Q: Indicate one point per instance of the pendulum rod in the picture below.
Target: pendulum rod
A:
◆ ◆ ◆ ◆
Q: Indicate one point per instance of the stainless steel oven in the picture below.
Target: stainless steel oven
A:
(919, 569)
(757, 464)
◆ ◆ ◆ ◆
▶ [Required task]: Select every line in the listing above that contains the string "picture".

▶ [Full solution]:
Q: Indicate one point per instance of the pendulum rod in the picture below.
Q: Indicate one point per instance of the stainless steel oven in the picture below.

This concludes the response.